─── Quoted text ───
Perhaps if the existing documentation is clear, a PLR will not be necessary. However, if a PLR is the only solution, at least the IRS charges for rollovers are much less than other rulings and based on the amount of the rollover.



How can you possibly have a rollover without first having a distribution? or are you incorrectly calling an IRA to IRA Transfer a rollover?



Yes, I incorrectly said it was a rollover while in fact, it was an IRA to IRA transfer. The brokerage firm sent the client and IRS a corrected tax document (Form 5498). The IRS sent a letter to client indicating they accepted the corrected document and that the client did not owe any taxes on the transferred amount. However, the money is still sitting in a non-qulaified contract with the annuity carrier. Since, the IRS has accepted the corrected form, I think a PLR is an extreme and unnecessary requirement from the insurance company to re-code the account.



What account number shows on the 5498? A 5498 is used to report an IRA contribution. Since the funds were distributed from an IRA to a taxable brokerage account and from there to a NQ annuity, this was never an IRA to IRA transfer, but a distribution that the IRS considered taxable but then relented when the 5498 was issued reporting receipt of a rollover contribution.

But the present problem is the inconsistency of a 5498 with a NQ annuity account if the annuity AC number is entered on the form. That must be corrected and for the 5498 to be considered valid the account number shown on it must be an IRA account number. I think the issue needs to be elevated to someone with the insuror that understands this and knows how to transfer the annuity contract into an IRA annuity. As things stand now, the big loser is not the client because he has a tax free distribution to an annuity with possibly full basis. The US Treasury has a non existent IRA on which they will never collect income taxes or RMDs. The client then appears to have IRS leverage behind him in getting this corrected to an IRA annuity.
───
### Written problem a
Starting at the beginning of the records and ending at the line that contains "M223 131L282 66L370", change "blurred background" to "out-of-focus background" and write out only those lines.
The text and the records come from unrelated sources.
─── Records shown ───
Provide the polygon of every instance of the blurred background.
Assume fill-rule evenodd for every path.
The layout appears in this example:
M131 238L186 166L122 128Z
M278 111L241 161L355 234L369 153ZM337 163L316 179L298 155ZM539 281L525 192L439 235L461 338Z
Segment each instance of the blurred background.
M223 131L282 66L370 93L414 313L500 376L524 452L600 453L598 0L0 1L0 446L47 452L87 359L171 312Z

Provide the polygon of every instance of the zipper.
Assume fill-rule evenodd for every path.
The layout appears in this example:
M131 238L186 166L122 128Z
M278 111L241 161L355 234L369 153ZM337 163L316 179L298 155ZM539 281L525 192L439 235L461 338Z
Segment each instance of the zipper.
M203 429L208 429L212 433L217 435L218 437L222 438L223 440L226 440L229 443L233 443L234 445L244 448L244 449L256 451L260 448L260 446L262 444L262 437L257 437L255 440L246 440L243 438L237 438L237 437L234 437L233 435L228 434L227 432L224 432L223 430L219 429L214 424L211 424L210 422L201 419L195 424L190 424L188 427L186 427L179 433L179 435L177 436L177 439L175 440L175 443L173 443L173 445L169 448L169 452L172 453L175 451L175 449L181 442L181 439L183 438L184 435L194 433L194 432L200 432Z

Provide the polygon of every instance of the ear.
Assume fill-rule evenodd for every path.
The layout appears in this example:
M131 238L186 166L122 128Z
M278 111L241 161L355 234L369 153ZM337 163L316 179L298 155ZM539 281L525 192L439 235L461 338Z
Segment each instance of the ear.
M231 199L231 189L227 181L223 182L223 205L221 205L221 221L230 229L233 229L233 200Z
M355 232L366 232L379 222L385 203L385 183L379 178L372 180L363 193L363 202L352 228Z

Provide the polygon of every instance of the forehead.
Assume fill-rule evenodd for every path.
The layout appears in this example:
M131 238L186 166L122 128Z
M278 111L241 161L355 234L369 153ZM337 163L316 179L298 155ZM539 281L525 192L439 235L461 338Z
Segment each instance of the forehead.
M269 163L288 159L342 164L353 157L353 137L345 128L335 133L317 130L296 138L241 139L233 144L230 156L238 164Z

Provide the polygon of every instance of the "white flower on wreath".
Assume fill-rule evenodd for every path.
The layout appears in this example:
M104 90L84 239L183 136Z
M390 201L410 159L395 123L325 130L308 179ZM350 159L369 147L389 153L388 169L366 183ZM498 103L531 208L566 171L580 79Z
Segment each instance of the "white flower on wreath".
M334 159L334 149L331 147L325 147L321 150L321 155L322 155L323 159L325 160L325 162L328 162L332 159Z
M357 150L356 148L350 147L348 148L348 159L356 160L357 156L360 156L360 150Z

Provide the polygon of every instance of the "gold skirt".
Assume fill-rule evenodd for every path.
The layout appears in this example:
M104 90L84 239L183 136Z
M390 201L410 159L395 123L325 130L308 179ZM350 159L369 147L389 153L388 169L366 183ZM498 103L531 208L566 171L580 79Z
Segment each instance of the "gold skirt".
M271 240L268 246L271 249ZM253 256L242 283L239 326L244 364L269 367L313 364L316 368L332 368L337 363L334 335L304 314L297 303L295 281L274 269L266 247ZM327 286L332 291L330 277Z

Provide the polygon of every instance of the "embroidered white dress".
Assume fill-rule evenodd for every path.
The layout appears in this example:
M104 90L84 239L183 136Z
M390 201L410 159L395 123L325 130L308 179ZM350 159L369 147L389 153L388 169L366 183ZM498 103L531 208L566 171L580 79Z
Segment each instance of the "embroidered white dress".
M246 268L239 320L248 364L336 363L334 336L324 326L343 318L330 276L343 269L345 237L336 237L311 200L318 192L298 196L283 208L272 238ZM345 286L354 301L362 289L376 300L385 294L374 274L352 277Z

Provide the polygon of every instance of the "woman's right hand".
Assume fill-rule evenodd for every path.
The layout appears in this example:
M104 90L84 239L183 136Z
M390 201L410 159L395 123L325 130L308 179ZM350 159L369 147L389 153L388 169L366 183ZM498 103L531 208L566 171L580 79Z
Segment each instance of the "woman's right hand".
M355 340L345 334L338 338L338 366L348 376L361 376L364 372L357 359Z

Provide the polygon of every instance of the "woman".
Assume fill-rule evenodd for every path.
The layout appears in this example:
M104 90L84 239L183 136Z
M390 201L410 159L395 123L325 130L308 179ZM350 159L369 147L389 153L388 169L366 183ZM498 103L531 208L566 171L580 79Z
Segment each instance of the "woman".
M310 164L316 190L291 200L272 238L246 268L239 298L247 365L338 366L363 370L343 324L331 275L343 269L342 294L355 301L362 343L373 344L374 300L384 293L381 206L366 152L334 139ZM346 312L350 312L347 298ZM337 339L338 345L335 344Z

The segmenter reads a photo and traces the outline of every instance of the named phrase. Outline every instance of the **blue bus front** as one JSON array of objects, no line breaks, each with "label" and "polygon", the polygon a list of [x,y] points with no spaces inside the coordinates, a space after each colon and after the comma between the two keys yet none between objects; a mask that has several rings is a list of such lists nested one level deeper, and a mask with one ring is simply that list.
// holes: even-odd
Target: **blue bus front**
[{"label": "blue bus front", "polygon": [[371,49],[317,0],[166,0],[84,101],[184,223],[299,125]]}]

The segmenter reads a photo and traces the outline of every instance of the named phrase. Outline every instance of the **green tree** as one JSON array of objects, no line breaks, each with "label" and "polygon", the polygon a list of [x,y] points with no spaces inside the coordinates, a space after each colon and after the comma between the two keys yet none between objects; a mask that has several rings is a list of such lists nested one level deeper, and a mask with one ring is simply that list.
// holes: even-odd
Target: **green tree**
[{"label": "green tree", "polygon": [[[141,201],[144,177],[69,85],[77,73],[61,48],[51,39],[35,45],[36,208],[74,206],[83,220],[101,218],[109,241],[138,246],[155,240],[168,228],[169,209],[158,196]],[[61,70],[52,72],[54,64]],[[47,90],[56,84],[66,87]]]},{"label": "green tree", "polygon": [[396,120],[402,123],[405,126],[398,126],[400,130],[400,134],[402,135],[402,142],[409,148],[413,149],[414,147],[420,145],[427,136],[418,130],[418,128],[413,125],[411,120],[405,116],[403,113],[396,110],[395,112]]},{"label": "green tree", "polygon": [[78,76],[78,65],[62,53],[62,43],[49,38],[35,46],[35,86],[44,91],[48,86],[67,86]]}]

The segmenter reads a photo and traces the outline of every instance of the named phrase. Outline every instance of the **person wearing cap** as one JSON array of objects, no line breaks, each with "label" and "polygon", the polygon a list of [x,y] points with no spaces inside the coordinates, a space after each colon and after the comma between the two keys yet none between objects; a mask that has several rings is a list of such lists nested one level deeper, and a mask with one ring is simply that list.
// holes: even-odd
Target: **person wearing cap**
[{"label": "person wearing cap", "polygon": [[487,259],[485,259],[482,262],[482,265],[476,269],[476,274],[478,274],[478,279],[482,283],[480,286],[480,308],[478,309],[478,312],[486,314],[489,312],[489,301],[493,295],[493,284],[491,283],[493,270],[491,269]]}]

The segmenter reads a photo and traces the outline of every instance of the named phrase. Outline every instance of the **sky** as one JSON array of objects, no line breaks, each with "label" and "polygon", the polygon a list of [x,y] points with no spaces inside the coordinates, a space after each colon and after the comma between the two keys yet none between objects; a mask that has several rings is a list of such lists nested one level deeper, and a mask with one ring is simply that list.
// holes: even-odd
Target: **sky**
───
### Written problem b
According to the text on IRA rollovers, what is a Form 5498 used to report?

### Exercise answer a
Provide the polygon of every instance of the out-of-focus background.
Assume fill-rule evenodd for every path.
The layout appears in this example:
M131 238L186 166L122 128Z
M278 111L241 161L355 234L369 153ZM337 163L316 179L298 155ZM539 281L525 192L439 235L461 338Z
Segment each instance of the out-of-focus background.
M223 131L282 66L370 93L414 313L500 376L524 452L600 453L598 0L0 1L0 446L47 452L87 359L171 312Z

### Exercise answer b
An IRA contribution.